WRITTEN INSTRUCTION
Please pick out every line of the data below that contains the string "wing", matching case exactly, and copy each of those lines.

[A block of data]

•••••

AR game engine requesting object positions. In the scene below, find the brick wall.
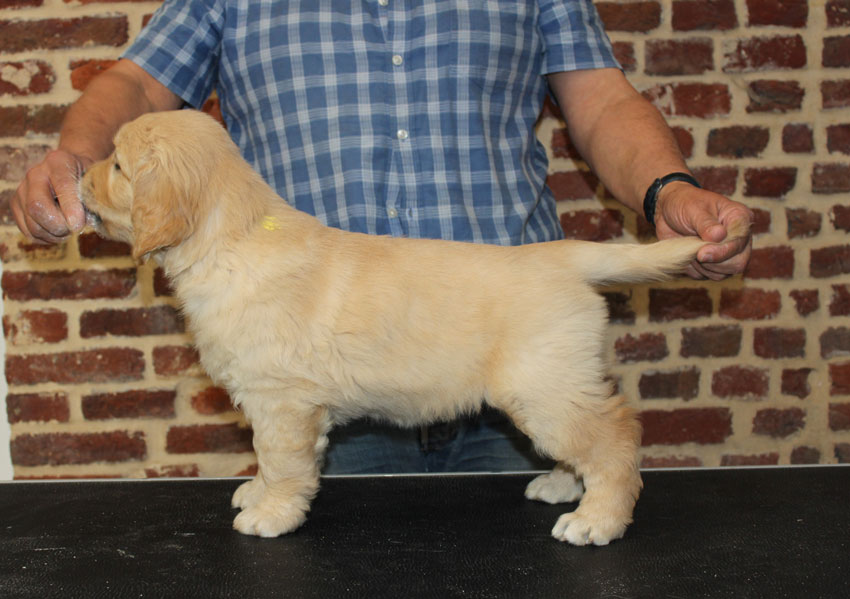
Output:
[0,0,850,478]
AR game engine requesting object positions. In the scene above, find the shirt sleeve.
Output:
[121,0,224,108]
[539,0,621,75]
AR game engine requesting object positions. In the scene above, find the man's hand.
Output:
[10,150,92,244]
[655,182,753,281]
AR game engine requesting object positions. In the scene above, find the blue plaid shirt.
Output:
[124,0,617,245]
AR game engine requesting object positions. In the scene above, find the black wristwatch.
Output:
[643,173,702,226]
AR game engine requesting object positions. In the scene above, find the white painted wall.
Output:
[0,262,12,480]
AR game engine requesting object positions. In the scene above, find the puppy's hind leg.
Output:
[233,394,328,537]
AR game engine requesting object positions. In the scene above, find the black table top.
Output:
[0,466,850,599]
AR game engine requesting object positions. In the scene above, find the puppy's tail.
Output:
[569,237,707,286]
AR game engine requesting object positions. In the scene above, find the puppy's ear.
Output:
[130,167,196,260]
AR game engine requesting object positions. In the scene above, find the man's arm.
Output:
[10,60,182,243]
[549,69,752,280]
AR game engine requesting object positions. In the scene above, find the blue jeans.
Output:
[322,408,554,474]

•••••

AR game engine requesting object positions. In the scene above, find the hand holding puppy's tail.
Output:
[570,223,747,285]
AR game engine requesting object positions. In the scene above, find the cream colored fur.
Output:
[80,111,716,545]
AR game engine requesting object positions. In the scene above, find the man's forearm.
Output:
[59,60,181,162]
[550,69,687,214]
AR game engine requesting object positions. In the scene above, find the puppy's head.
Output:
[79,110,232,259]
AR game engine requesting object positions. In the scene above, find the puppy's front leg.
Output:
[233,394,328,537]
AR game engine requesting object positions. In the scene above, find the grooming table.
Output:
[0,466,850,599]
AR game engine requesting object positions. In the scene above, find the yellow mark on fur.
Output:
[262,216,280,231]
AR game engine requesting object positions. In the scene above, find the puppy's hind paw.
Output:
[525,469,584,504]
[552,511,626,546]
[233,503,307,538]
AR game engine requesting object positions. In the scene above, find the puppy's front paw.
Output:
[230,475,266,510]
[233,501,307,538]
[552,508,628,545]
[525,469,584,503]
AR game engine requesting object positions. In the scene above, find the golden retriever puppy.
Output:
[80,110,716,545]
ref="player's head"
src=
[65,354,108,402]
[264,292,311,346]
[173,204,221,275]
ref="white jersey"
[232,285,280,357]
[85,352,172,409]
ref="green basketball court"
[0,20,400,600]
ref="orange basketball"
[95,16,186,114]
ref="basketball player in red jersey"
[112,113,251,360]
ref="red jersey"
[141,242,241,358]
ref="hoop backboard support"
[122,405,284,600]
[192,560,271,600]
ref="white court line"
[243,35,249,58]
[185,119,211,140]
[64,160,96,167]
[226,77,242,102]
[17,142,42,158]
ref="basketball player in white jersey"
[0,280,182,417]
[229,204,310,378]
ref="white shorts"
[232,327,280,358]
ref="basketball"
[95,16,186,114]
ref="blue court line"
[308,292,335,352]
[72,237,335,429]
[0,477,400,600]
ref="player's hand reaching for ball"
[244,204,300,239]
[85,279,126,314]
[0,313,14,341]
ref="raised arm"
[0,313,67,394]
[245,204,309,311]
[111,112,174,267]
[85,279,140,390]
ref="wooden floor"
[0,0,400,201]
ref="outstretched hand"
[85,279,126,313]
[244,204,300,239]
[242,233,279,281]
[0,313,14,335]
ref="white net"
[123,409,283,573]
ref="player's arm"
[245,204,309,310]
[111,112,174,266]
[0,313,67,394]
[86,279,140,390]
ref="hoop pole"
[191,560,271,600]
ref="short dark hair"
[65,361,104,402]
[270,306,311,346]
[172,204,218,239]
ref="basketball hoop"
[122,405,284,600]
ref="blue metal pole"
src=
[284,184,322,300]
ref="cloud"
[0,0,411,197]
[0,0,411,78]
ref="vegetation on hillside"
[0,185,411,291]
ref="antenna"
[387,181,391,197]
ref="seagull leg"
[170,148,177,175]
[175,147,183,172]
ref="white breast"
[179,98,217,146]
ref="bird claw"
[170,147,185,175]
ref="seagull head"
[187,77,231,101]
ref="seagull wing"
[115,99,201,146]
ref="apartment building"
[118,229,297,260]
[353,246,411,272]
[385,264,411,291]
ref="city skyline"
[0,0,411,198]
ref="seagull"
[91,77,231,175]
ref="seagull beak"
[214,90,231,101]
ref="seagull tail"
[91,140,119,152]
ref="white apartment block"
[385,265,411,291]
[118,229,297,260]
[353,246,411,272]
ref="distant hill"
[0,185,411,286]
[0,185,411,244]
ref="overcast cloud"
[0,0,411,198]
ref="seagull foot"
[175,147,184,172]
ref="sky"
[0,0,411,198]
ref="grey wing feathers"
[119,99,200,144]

•••••

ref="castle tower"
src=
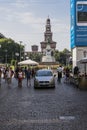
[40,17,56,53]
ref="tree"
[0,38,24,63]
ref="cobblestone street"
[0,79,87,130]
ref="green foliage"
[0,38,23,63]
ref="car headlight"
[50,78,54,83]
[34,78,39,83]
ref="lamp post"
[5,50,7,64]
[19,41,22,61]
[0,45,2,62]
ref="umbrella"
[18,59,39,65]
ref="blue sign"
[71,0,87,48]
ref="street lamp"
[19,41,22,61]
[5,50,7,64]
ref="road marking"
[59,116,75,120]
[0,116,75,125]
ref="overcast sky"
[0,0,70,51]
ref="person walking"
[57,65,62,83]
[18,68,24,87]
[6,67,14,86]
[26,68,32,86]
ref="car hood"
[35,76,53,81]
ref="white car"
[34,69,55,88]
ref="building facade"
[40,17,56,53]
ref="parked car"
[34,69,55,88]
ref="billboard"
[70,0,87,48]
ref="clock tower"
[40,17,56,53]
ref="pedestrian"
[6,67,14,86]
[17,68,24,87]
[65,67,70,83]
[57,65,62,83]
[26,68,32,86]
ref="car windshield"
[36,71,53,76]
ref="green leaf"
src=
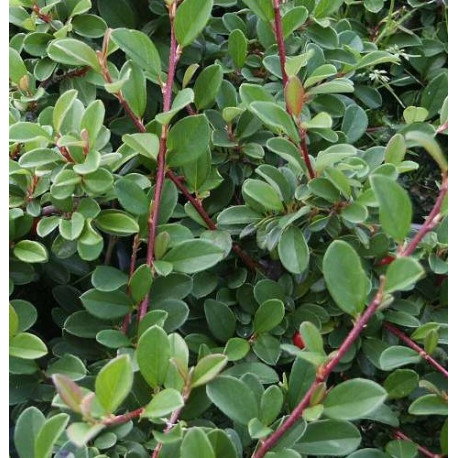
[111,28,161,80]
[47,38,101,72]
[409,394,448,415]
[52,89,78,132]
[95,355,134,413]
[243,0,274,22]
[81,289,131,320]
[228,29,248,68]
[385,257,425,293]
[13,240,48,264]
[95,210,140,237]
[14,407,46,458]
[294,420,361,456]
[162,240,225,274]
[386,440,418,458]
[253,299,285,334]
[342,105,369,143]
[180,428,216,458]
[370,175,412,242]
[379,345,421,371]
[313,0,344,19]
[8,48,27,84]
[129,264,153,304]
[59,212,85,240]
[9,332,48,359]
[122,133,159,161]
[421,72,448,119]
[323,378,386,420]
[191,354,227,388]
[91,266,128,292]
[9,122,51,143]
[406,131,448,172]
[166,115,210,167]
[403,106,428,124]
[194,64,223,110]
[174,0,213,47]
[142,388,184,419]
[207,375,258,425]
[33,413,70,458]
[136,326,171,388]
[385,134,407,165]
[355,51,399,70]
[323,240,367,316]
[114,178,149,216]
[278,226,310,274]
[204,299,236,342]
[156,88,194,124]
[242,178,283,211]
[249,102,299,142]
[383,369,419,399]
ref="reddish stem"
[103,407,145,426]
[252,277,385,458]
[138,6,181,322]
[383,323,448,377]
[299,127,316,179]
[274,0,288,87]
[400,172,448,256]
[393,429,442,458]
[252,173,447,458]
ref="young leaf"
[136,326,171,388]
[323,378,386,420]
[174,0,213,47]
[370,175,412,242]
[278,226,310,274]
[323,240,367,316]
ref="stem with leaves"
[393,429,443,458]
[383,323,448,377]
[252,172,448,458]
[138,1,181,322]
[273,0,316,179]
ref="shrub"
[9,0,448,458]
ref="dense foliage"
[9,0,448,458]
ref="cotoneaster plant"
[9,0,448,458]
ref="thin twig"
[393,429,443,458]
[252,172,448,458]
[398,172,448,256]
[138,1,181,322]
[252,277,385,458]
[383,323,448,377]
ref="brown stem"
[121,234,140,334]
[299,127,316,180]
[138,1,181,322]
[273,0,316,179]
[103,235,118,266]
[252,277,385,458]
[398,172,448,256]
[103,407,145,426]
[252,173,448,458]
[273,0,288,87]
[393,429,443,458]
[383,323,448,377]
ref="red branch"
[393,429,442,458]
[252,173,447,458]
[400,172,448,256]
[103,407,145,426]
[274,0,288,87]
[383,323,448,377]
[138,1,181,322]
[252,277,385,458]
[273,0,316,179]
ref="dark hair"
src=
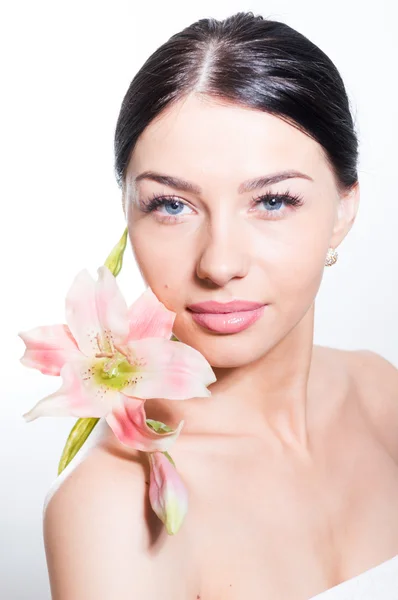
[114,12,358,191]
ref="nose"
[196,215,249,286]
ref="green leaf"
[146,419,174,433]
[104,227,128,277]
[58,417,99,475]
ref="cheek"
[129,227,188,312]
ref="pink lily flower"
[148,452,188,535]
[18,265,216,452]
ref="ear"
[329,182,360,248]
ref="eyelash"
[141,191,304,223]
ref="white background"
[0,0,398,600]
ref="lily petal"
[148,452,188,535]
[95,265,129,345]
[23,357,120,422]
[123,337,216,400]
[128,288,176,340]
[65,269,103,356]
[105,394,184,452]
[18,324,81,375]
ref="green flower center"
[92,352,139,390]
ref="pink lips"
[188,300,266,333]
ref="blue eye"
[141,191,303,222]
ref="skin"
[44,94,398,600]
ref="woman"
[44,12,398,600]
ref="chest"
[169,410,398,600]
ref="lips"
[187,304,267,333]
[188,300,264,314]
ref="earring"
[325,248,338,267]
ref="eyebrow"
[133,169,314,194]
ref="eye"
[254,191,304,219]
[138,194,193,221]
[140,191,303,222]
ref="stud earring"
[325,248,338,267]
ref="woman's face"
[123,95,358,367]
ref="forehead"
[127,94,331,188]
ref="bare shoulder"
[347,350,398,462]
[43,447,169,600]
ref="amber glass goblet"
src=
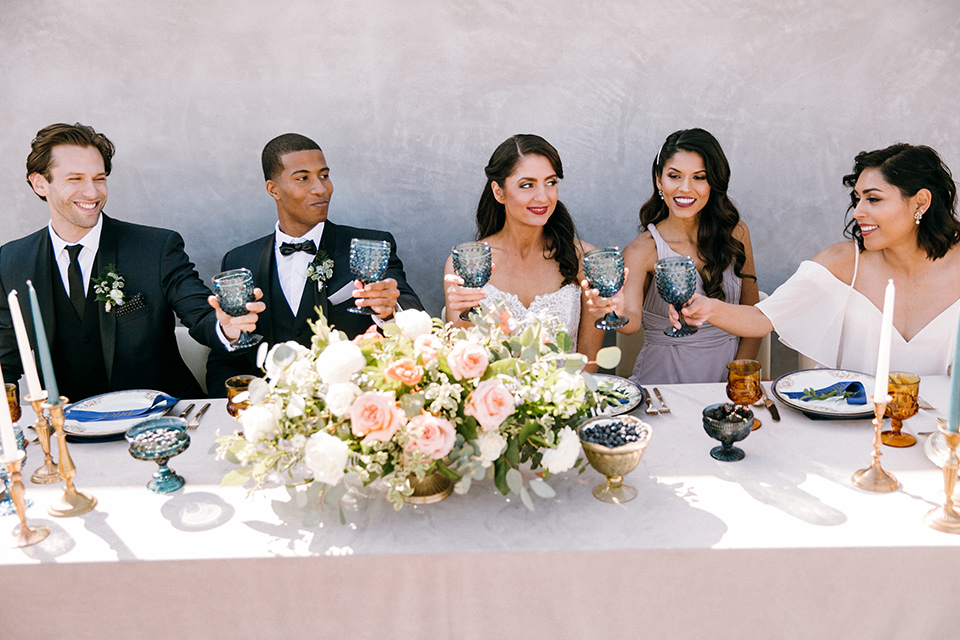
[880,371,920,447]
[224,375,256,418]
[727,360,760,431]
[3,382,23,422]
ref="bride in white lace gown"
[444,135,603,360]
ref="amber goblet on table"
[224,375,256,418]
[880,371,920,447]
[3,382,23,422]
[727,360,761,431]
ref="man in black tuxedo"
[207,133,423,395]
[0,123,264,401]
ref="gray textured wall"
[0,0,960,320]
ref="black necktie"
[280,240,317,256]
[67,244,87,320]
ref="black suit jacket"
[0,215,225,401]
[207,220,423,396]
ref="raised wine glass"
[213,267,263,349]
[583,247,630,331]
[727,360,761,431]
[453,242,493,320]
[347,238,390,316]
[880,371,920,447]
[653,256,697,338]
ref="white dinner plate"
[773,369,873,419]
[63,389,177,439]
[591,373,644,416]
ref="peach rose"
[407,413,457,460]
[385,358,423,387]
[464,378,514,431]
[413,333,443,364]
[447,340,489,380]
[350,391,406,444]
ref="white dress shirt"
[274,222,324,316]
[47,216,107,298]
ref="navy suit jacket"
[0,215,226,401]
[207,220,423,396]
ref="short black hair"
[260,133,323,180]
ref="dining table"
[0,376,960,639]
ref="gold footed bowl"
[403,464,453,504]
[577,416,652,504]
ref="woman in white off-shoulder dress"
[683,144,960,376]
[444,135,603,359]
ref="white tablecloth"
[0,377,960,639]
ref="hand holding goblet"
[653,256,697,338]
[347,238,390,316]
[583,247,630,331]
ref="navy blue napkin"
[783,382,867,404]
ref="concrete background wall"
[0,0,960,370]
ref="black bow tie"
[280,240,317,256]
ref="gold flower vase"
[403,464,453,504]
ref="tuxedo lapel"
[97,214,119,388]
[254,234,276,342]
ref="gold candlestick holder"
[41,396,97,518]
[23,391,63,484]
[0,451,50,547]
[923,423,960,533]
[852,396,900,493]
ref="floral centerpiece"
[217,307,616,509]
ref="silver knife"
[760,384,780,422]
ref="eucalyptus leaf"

•••••

TASK RESULT
ref="seagull wing"
ref="grey wing feathers"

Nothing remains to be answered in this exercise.